_Available data_
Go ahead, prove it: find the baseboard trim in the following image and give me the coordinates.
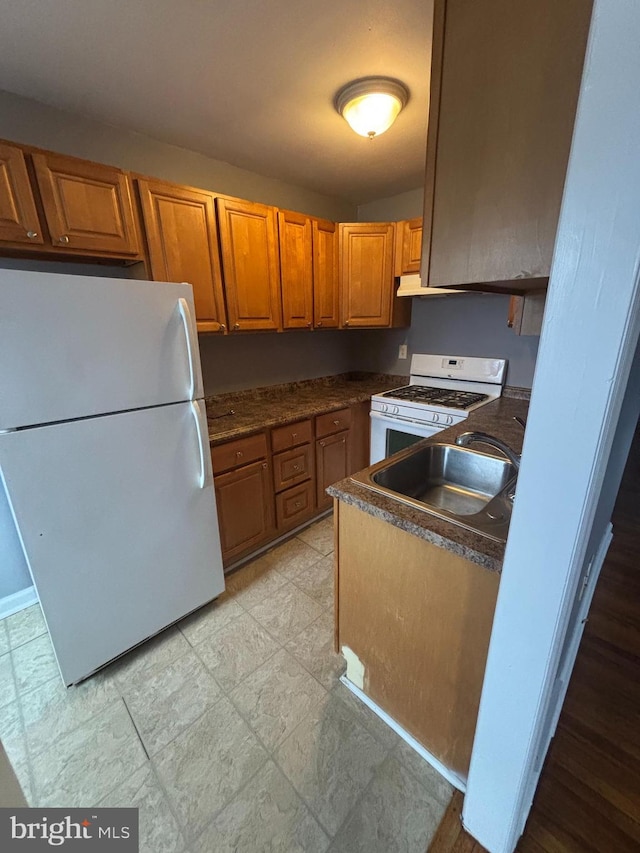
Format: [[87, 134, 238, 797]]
[[0, 586, 38, 619], [340, 675, 467, 794]]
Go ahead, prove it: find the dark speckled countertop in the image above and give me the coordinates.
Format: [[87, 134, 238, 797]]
[[205, 373, 409, 445], [327, 396, 529, 571]]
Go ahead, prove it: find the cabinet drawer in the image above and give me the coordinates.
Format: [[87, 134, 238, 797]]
[[271, 420, 313, 453], [316, 409, 351, 438], [273, 444, 313, 492], [276, 480, 314, 530], [211, 433, 267, 474]]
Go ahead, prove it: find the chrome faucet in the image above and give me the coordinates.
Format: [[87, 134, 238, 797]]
[[456, 432, 520, 471]]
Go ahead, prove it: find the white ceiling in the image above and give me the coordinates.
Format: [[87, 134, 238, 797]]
[[0, 0, 432, 204]]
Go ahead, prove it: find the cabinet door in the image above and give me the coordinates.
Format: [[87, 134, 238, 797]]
[[31, 153, 138, 255], [313, 219, 340, 329], [278, 210, 313, 329], [340, 222, 395, 327], [216, 198, 282, 332], [316, 431, 351, 510], [137, 179, 227, 332], [0, 143, 44, 246], [214, 462, 273, 563], [395, 216, 422, 276], [422, 0, 592, 289]]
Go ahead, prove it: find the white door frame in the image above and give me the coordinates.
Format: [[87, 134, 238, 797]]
[[463, 0, 640, 853]]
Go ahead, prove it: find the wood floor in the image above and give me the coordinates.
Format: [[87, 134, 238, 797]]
[[429, 431, 640, 853]]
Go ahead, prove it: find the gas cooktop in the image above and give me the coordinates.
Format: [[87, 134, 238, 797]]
[[380, 385, 489, 409]]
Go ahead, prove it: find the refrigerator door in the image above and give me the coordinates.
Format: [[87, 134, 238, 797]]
[[0, 270, 203, 430], [0, 401, 224, 684]]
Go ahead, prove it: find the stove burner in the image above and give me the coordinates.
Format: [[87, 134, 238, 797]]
[[382, 385, 489, 409]]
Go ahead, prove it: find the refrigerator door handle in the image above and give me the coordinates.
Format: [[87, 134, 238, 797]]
[[191, 400, 213, 489], [178, 296, 196, 399]]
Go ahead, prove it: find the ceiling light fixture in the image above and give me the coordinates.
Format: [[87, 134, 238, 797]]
[[334, 77, 409, 139]]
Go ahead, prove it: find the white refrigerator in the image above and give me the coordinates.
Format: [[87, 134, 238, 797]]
[[0, 270, 224, 685]]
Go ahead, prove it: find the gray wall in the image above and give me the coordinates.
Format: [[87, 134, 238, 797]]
[[199, 331, 352, 395], [354, 293, 540, 388], [0, 91, 356, 221], [354, 189, 540, 388], [358, 187, 424, 222]]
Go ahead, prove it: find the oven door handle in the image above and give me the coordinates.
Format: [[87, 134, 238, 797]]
[[369, 410, 432, 429]]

_Instructions to follow_
Retype word for word the part of the entries that starts with the line containing "Go ahead, prove it: find the white refrigerator" and runs to the end of the entries.

_Full solution_
Go ahead, prove it: find the white refrigerator in the image above and give me the coordinates.
Format: [[87, 134, 238, 797]]
[[0, 270, 224, 685]]
Go ahead, prove it: find the gray wall in the image above and give me the coordinates.
Format: [[87, 134, 238, 797]]
[[199, 331, 352, 395], [354, 293, 540, 388], [0, 91, 356, 221], [354, 189, 540, 388], [358, 187, 424, 222]]
Go ahead, prove it: find the oven door handle in the image above and give me the coordinates.
Format: [[87, 134, 238, 797]]
[[369, 410, 432, 429]]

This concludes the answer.